▶ _Exercise prompt_
Convert every line of the rows below into a JSON array of strings, one string per line, with blank lines omitted.
--- --- ---
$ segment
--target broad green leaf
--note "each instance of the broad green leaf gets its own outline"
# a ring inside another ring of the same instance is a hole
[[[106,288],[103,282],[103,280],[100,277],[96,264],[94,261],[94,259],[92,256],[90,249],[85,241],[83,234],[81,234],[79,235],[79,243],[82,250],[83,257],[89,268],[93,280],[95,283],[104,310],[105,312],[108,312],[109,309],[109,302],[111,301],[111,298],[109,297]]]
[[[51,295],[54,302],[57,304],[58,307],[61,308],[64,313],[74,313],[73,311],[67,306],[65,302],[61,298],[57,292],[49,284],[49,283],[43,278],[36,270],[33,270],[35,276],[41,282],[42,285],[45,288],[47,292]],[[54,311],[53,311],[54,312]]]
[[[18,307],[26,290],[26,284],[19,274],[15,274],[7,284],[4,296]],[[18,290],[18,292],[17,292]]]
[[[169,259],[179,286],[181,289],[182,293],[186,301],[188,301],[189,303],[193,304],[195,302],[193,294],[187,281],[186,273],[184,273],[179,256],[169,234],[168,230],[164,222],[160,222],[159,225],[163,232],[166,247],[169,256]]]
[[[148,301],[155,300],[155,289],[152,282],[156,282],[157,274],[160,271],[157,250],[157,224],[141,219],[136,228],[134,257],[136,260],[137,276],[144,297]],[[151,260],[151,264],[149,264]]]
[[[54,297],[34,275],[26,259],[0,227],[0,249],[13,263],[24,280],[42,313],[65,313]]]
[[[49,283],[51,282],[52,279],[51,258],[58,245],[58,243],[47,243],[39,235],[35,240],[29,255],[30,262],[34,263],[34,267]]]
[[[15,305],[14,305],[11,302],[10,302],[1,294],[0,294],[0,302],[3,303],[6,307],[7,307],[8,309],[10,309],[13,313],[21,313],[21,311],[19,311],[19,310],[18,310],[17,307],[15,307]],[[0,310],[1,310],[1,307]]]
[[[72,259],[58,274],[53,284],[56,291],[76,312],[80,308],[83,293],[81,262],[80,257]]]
--- --- ---
▶ _Output of the exercise_
[
  "$ segment",
  "--target broad green leaf",
  "--note \"each instance of the broad green leaf gets its own outline\"",
  "# a ring inside another ring of the same instance is a hole",
  "[[[106,288],[103,282],[103,280],[100,277],[96,264],[94,261],[94,259],[92,256],[90,249],[85,241],[83,234],[81,234],[79,235],[79,243],[82,250],[83,257],[89,268],[93,280],[95,283],[104,310],[105,312],[108,312],[109,309],[109,302],[111,301],[111,298],[109,297]]]",
  "[[[51,295],[54,302],[57,304],[58,307],[61,308],[64,313],[74,313],[73,311],[67,306],[65,302],[61,298],[57,292],[49,284],[49,283],[43,278],[36,270],[33,270],[35,276],[41,282],[42,285],[45,288],[47,292]],[[54,311],[53,311],[54,312]]]",
  "[[[18,307],[26,290],[26,284],[19,274],[15,274],[7,284],[4,296]],[[18,290],[18,292],[17,292]]]",
  "[[[169,259],[179,286],[181,289],[182,293],[186,301],[188,301],[189,303],[193,304],[195,302],[193,294],[187,281],[186,273],[184,273],[179,256],[169,234],[168,230],[164,222],[160,222],[159,225],[163,232],[166,247],[169,256]]]",
  "[[[148,301],[155,300],[155,289],[152,282],[156,282],[157,274],[160,271],[157,250],[157,224],[141,219],[136,228],[134,257],[136,260],[137,276],[144,297]],[[151,260],[151,264],[149,264]]]",
  "[[[54,297],[34,275],[26,259],[0,227],[0,249],[13,263],[24,280],[42,313],[65,313]]]",
  "[[[49,283],[51,282],[52,279],[51,258],[58,245],[58,243],[47,243],[39,235],[35,240],[29,255],[30,262],[34,263],[34,267]]]",
  "[[[15,305],[14,305],[11,302],[10,302],[1,294],[0,294],[0,302],[3,303],[6,307],[7,307],[8,309],[10,309],[13,313],[21,313],[21,311],[19,311],[19,310],[18,310],[17,307],[15,307]],[[0,310],[1,310],[1,307]]]",
  "[[[72,259],[58,274],[53,284],[56,291],[76,312],[80,308],[83,293],[81,262],[80,257]]]"
]